EXERCISE TASKS
• a. Answer these questions using the RDKit forum post:
(i) What name is signed at the end of the message?
(ii) Which SDF file does the script load into the supplier?
(iii) Above what atom count does the embedding routine first try random coordinates?
• b. From the RDKit forum post, write out the part that opens with the words containing "# open bad molecule" and closes with "num = mol.GetNumAtoms()".
• c. Extend the RDKit conformer script post, picking up from where it stops.
____ EXCERPT
Greg-

All of your suggestions worked great and RDKit did an amazing job of creating nice 3D conformations... quickly too!

Thank you for all your helpful support and great work on RDKit.

-Marshall

Here is the the script for anyone looking to perform a similar task:

########## rdkit_solution.py #############
import Chem
from Chem import AllChem

# load SDF into supplier
supplier = Chem.SDMolSupplier('usdrug.separate.sdf')

# open bad molecule logfile
badmollog = open('bad_mols.log','w')
converted = open('converted.sdf','w')

def embedsubroutine(mol):
        num = mol.GetNumAtoms()
        if num > 500:
        #embed with randcoords
embedresult = AllChem.EmbedMolecule(mol,useRandomCoords=True)
                if embedresult == 0:
                        return embedresult

        #embed normally
        embedresult = AllChem.EmbedMolecule(mol)
        return embedresult

def optimizesubroutine(mol):
        optimizeresult = AllChem.UFFOptimizeMolecule(mol,1000)
        return optimizeresult

count = 0
# for loop to go through the supplier
for i,mol in enumerate(supplier):
        count+=1
        if mol is None:
                print 'BAD MOLECULE: ',count
                badmollog.write(supplier.GetItemText(i))
                continue
        molH = Chem.AddHs(mol)
        if embedsubroutine(molH) == 0:
                print 'Embeded, now optimizing: ',count
                if optimizesubroutine(molH)==0:
                        converted.write(Chem.MolToMolBlock(molH))
________
____ LISTED ENTRIES
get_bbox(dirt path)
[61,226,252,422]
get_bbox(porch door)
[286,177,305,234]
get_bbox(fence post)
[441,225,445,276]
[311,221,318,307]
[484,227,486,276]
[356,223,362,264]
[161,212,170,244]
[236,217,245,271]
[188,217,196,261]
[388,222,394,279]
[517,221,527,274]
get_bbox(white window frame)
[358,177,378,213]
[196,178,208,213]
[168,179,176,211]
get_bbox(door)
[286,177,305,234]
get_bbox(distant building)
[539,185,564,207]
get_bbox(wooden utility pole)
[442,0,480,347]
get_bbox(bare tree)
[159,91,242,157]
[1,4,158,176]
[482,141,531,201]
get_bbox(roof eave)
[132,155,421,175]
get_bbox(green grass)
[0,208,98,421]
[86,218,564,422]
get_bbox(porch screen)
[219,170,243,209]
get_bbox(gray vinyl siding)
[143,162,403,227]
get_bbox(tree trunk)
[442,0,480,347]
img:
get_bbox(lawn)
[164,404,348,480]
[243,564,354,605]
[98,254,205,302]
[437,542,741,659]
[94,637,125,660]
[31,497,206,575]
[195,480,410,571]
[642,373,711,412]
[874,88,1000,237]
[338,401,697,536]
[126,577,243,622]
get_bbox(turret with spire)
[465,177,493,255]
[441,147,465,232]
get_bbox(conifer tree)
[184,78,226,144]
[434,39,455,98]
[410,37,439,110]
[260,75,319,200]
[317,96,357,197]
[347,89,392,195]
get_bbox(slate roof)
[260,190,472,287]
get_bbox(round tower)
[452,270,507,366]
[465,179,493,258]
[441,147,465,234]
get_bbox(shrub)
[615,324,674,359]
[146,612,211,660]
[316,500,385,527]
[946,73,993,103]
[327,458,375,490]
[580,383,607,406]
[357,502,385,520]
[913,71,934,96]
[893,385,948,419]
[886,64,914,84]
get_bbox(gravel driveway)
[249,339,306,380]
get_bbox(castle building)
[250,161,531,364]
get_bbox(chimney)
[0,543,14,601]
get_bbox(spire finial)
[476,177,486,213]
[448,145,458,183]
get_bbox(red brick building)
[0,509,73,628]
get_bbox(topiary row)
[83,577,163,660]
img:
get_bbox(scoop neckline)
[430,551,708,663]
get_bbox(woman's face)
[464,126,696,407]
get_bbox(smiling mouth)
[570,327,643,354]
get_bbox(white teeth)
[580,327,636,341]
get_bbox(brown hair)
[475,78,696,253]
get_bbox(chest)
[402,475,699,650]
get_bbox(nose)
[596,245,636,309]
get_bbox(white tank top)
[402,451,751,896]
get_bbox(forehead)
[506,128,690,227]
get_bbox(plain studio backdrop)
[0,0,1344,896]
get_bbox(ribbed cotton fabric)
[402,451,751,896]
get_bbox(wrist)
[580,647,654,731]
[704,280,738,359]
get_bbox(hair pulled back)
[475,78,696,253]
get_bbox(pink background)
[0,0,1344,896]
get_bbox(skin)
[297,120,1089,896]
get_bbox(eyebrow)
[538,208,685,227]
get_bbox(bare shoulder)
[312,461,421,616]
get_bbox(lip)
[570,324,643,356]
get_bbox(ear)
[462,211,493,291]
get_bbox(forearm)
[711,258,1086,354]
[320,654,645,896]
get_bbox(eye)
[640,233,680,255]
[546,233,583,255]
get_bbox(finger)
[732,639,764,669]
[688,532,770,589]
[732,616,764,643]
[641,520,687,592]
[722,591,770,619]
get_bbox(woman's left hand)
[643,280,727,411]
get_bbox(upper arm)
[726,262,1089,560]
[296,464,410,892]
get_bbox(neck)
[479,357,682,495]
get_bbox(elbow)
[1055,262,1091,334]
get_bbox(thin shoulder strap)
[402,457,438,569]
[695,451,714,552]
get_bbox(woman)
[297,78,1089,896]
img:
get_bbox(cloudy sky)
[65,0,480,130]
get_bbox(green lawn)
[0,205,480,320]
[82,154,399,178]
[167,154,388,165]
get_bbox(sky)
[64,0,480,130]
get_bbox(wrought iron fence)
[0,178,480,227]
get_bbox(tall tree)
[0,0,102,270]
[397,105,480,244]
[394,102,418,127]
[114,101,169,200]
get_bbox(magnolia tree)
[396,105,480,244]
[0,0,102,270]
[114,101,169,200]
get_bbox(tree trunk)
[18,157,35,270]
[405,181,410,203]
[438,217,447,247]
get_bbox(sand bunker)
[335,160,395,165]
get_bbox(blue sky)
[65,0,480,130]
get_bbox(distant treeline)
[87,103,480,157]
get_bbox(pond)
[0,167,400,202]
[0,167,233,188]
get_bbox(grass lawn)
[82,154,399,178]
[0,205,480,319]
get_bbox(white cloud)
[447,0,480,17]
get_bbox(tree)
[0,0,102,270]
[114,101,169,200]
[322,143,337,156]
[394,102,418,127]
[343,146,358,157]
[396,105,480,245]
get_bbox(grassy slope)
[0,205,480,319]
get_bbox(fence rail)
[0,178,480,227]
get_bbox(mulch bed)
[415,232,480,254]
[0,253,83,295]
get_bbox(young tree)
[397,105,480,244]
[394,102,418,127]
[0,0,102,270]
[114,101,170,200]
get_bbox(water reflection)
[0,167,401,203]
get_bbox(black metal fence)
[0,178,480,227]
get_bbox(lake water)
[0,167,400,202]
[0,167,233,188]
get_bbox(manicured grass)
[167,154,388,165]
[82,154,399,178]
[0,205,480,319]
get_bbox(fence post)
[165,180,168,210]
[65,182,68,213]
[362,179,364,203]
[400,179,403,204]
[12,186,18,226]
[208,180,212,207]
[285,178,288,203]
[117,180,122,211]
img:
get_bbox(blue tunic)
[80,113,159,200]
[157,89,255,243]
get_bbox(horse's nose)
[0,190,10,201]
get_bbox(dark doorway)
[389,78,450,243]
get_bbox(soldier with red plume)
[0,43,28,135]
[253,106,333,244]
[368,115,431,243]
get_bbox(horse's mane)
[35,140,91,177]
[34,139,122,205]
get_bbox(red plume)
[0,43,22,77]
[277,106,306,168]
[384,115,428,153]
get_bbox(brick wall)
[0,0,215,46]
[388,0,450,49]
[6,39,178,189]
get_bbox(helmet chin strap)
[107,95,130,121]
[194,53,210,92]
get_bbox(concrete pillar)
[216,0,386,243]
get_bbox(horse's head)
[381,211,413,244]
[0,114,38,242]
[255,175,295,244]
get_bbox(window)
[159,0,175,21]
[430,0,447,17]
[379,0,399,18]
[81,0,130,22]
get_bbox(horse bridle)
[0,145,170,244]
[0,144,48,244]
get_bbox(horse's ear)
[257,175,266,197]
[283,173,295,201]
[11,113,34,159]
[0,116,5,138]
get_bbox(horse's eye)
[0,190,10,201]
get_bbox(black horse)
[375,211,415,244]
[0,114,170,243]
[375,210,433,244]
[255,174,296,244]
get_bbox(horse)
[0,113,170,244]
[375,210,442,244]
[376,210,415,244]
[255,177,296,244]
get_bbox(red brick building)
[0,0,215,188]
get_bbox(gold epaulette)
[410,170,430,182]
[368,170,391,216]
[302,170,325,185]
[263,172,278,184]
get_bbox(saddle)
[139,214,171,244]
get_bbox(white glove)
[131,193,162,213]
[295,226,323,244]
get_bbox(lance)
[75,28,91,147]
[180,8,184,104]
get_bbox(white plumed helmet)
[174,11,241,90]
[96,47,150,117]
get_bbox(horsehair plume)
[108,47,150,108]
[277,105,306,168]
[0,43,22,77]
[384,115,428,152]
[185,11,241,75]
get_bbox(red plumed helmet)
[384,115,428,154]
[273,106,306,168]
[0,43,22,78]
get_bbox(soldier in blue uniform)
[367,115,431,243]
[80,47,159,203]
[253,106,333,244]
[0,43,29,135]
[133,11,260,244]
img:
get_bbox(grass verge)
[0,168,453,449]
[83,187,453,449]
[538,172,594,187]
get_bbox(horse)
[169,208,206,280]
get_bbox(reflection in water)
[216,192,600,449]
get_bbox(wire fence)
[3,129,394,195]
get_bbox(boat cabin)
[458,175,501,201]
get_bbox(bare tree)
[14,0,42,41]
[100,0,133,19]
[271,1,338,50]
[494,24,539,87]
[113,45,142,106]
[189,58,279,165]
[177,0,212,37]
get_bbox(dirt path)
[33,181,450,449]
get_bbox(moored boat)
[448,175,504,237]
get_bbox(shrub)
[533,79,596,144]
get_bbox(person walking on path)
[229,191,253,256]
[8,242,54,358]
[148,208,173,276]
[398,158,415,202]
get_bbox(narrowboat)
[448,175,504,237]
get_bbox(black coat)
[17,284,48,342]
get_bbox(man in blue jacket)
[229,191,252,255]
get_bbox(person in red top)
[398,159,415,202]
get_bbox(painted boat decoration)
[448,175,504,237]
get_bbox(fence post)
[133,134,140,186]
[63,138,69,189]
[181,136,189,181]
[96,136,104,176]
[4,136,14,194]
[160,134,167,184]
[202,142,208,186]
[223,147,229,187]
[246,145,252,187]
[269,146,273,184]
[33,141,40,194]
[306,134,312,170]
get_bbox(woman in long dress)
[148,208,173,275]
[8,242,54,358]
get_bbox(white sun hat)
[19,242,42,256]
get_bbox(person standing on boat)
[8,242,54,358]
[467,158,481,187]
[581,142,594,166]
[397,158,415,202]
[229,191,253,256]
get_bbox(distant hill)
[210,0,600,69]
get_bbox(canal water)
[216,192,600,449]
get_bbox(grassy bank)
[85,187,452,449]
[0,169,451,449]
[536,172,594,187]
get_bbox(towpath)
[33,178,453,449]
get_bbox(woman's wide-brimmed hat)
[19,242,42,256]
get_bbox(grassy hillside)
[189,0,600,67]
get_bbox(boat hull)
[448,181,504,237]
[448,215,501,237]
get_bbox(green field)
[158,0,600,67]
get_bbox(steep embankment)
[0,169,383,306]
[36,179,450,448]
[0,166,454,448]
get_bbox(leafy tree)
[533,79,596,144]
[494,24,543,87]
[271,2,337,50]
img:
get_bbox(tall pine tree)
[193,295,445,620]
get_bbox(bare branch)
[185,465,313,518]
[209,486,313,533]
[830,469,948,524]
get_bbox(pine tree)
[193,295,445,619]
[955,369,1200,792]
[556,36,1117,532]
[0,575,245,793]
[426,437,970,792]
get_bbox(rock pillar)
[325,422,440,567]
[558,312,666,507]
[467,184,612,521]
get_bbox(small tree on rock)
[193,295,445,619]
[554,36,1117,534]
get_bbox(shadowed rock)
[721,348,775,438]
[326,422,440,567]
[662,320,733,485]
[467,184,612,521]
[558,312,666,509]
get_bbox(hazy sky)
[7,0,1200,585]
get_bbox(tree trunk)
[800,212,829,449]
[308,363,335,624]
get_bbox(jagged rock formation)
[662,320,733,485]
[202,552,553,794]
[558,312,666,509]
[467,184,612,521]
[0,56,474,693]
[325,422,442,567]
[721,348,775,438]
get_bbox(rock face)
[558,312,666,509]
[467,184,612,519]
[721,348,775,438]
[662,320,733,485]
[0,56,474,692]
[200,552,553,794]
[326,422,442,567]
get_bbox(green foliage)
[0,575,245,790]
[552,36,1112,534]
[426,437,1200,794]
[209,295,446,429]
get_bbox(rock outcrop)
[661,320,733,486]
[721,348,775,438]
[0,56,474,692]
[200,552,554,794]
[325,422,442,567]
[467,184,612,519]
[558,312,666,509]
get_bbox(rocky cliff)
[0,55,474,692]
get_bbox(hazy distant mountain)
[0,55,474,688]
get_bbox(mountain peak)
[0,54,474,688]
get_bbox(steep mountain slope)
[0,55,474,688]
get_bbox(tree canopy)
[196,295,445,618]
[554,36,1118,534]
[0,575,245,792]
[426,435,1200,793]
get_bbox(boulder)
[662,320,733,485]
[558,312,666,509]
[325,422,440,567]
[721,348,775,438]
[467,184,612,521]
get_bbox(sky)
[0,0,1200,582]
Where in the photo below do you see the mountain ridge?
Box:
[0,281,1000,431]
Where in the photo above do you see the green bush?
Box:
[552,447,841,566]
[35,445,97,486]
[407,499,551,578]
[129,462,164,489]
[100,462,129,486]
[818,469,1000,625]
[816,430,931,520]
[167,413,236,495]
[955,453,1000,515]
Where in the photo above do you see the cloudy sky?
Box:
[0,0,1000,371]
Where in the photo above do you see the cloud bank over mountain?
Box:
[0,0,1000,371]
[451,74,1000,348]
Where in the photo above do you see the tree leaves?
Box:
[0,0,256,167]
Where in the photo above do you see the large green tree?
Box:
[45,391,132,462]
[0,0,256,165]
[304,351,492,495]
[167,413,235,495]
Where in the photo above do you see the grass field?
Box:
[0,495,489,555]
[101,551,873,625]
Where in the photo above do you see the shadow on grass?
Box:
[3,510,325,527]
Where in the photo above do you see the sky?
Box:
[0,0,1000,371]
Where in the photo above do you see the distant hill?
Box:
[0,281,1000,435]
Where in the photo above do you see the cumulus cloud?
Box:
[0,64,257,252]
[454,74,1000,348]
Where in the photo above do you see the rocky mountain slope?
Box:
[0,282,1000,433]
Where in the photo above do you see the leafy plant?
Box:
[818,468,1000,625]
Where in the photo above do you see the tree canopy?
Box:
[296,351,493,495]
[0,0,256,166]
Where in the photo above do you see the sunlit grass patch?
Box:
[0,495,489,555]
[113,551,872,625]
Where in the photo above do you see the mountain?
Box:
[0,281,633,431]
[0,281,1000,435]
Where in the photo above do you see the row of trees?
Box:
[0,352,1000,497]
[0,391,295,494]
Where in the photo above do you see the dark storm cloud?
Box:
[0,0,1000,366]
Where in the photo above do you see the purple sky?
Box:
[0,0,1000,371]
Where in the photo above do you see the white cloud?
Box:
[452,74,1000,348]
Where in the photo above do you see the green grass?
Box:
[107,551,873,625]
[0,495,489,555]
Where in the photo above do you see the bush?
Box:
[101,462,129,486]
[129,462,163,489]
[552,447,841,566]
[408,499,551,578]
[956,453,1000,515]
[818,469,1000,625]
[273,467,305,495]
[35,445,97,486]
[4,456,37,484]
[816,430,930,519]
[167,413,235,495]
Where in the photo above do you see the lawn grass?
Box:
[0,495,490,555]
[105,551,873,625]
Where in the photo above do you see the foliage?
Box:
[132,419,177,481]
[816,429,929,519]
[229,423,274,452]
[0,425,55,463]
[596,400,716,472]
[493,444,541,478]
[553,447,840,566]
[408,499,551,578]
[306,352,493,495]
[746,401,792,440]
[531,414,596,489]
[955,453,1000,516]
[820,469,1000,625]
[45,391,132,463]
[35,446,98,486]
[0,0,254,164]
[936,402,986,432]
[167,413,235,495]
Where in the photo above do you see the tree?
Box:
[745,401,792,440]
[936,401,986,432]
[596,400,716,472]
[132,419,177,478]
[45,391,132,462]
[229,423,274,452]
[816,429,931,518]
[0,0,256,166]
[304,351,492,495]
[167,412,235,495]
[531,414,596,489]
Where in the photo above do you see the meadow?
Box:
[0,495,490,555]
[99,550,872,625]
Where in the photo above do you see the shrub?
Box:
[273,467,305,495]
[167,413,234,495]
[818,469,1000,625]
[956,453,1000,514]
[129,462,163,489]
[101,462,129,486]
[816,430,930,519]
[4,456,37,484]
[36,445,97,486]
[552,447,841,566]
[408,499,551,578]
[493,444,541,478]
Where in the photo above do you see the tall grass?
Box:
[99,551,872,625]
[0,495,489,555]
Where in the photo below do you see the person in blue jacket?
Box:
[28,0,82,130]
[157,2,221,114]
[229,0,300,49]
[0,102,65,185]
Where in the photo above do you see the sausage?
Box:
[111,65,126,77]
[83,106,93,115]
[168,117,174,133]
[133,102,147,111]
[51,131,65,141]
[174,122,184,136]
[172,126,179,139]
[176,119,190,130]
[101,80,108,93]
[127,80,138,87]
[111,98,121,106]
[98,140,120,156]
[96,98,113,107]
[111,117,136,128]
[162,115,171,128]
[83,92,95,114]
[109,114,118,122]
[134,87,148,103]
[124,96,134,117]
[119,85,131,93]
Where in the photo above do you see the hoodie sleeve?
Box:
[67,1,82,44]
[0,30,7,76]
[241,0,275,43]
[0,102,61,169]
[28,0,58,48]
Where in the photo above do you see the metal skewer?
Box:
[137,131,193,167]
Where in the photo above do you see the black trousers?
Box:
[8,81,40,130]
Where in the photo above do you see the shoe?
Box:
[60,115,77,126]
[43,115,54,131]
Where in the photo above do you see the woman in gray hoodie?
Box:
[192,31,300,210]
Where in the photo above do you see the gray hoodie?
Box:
________
RESPONSES PER TASK
• a.
(i) Marshall
(ii) usdrug.separate.sdf
(iii) 500

• b.
# open bad molecule logfile
badmollog = open('bad_mols.log','w')
converted = open('converted.sdf','w')

def embedsubroutine(mol):
        num = mol.GetNumAtoms()

• c.
                        converted.write('\n$$$$\n')
                else:
                        print 'Failure with optimzation',count
                        badmollog.write(supplier.GetItemText(i))
        else:
                print 'Due failed embed, cannot optimze',count
                badmollog.write(supplier.GetItemText(i))
                continue
#end of for_loop

badmollog.close()
converted.close()
exit

######### END OF FILE  ##########

On Mar 8, 2009, at 10:36 PM, Greg Landrum wrote:

Dear Marshall,

On Sat, Mar 7, 2009 at 5:26 AM, Marshall Levesque
<[email protected]> wrote:

Your suggestion fixed my problems with the file I was working with. I am a
novice with both to RDKit and Python.

Glad to hear that the script fixed at least part of the problems.


I have a new question for you: I am using the model script you provided,
but with a different set of compounds.

I will reorder your remaining two questions since the first has an
easier (and more fundamental) answer.

AND THEN, I tried to stop using the UFFOptimizeMolecule function and use
only EmbedMolecule and I received this error:

############
embed: 613
embed: 614
embed: 615
embed: 616
embed: 617
embed: 618
[20:03:38] Explicit valence for atom # 0 N greater than permitted
[20:03:38] Unexpected error hit on line 38532
[20:03:38] ERROR: moving to the begining of the next molecule
embed: 619
Traceback (most recent call last):
File "2-3D.py", line 10, in <module>
  AllChem.EmbedMolecule(mol)
Boost.Python.ArgumentError: Python argument types in
  Chem.rdDistGeom.EmbedMolecule(NoneType)
did not match C++ signature:
EmbedMolecule(RDKit::ROMol {lvalue} mol, unsigned int maxAttempts=0, int randomSeed=-1, bool clearConfs=True, bool useRandomCoords=False, double
boxSizeMult=2.0, bool randNegEig=True, unsigned int numZeroFail=1,
boost::python::dict {lvalue} coordMap={})

This type of error message, the Boost.Python.ArgumentError where you have:

Boost.Python.ArgumentError: Python argument types in
  SOME_FUNCTION(NoneType)
did not match C++ signature:
  SOME_FUNCTION(RDKit::ROMol {lvalue} mol, OTHER_ARGUMENTS)

Is the RDKit/Python way of telling you that you have a molecule that
the RDKit either failed to process or rejected.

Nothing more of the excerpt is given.